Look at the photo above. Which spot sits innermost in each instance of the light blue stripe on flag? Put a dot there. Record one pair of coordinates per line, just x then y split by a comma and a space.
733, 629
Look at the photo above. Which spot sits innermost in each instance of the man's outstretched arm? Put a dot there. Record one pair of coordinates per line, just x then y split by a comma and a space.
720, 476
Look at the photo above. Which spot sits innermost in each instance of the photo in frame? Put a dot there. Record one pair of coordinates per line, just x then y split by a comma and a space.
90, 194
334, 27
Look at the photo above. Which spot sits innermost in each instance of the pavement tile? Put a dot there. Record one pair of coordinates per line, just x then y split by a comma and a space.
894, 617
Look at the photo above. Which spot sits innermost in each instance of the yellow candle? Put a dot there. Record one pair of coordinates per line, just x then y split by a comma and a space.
====
- [WORK REQUIRED] Rewrite every row above, requests included, and scale each answer coordinate by 1.15, rounding to the nearest whole number with halves going up.

- [OUTPUT BELOW]
Look at the photo above. Which spot sits innermost in each instance of the light blue stripe on flag? Put a dot there. Record one pair of coordinates per line, just x then y split by a comma and a space.
843, 723
Look at the photo above. Which spot sits innermost in each instance of the man's outstretched arm? Put a dot there. Record one pair of coordinates per line, just x then y split by a comma and a space.
828, 547
Look at the photo above. Which spot sits innermost in each instance of the photo in frame? Put a dot there. Record one pair of coordinates per line, just x then y split by a comma and a space.
104, 223
384, 31
Look at the photo above. Which spot sits innermost in each instance of the pavement tile? Put a dot there. Record one pair of coordinates per line, just x then y split by a comma and a space.
1028, 710
Look at the photo above. Which spot sits innermost in each instance of the yellow candle? Put a dot there. Record one pair of coordinates per line, just x then y split by a comma and a space.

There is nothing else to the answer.